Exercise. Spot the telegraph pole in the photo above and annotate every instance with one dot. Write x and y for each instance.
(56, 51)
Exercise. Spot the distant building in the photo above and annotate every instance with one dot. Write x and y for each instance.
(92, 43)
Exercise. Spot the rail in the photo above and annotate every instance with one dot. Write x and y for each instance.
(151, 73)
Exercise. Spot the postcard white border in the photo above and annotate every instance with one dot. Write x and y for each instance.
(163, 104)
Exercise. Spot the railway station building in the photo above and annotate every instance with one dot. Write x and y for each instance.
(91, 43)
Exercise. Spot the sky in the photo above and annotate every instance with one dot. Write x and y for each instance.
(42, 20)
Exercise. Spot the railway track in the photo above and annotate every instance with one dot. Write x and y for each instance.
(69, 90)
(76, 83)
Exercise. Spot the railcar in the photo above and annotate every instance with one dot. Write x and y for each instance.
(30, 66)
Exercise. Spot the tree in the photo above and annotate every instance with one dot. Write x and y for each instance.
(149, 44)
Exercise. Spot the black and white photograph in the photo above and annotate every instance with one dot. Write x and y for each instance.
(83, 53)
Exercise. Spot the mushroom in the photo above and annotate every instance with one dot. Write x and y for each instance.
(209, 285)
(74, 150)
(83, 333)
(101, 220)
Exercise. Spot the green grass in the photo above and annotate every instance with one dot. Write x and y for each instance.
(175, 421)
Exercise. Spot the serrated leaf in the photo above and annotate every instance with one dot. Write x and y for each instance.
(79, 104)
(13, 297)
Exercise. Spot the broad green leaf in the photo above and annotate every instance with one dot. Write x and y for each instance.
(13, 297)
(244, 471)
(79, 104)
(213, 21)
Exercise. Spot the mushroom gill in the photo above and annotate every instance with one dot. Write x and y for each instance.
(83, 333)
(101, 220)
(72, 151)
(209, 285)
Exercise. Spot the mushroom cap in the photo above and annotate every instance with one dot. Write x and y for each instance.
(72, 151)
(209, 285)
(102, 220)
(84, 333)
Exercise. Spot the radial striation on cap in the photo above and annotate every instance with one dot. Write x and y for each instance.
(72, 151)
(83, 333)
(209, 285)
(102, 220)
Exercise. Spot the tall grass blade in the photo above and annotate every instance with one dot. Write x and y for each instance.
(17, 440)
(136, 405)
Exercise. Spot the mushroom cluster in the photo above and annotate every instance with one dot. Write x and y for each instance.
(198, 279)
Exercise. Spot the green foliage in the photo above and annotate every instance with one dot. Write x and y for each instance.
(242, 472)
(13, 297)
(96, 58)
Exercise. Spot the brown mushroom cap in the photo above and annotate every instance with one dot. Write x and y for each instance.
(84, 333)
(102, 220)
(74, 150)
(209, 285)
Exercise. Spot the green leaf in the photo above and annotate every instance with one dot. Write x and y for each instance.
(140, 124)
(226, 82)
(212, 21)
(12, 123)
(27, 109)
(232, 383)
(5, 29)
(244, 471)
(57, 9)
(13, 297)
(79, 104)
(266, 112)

++++++++++++++++++++

What you are asked to do » Give back all of the data above without any alteration.

Result of the task »
Exercise. Spot the telegraph pole in the photo above and annotate every instance with one dot. Write x and y for each instance.
(56, 51)
Exercise. Spot the distant building in the photo above and annotate every instance with one dot. Write x and y for each instance.
(92, 43)
Exercise. Spot the rail in the photo above and annotate every instance with one dot. Write x and y for each instance.
(151, 73)
Exercise. Spot the postcard white border in the photo above and annotate every instance with one dot. Write x and y for each instance.
(163, 104)
Exercise. Spot the railway station building in the photo above and annotate every instance with one dot. Write x and y for each instance.
(91, 43)
Exercise. Spot the sky in the photo above and annotate every instance with one dot. Write x and y for each instance.
(42, 20)
Exercise. Spot the railway track in the photo above and annotate every instance with one dot. Write x and y for each instance.
(69, 90)
(76, 83)
Exercise. Spot the railcar in the photo above and annotate every instance with one dot. Write x and y for each instance.
(30, 66)
Exercise. Spot the tree in the photo above and annotate every instance with one dot. Write x and y for each instance.
(149, 44)
Exercise. Spot the black and white photograph in the photo above and annotate every instance with one dot. Write x and y for each instance.
(83, 53)
Exercise. Spot the mushroom in the photo above and annotate every instance with one dot. Write x and y for each instance.
(209, 285)
(74, 150)
(83, 333)
(101, 220)
Exercise. Spot the green grass in the photo above and annotate every instance with one dot. Write x and y for each instance.
(175, 421)
Exercise. Spot the serrated leaf in the photo above and annotate every instance with one dot. Write x and y for each instance.
(79, 104)
(13, 297)
Exercise. Spot the broad green leaf in the photo above and annotate every instance with one dot. Write x and y for each instance.
(13, 297)
(244, 471)
(79, 104)
(213, 21)
Exercise. Spot the mushroom gill in the photo above and annotate every instance with one dot. Write x and y for each instance.
(83, 333)
(101, 220)
(72, 151)
(209, 285)
Exercise. Spot the mushroom cap in the photo above and annotate every instance with one dot. Write x and y for each instance.
(72, 151)
(209, 285)
(102, 220)
(84, 333)
Exercise. Spot the radial striation on cap in the photo above and annotate every instance with one dot. Write x and y for each instance.
(72, 151)
(83, 333)
(209, 285)
(102, 220)
Exercise. Spot the tall grass blade in the photo above and annotate every instance with one dot. Write x and y for each instance.
(17, 440)
(136, 405)
Exercise. Spot the mushroom cluster in the photo above and annotate every instance with one dot. Write x and y for each instance.
(198, 279)
Exercise. Spot the green foliage in the photo above and annotate every instance with one dot. Write x and y for each instance.
(242, 472)
(13, 297)
(96, 58)
Exercise. Spot the brown mushroom cap in the photo above and annotate every instance with one dot. Write x and y for each instance.
(84, 333)
(102, 220)
(74, 150)
(209, 285)
Exercise. Spot the green leaf in the photo above and annotate every instance with one dot. Write x and y for each instance.
(140, 124)
(226, 82)
(212, 21)
(12, 123)
(27, 109)
(232, 383)
(5, 29)
(244, 471)
(57, 9)
(13, 297)
(79, 104)
(266, 112)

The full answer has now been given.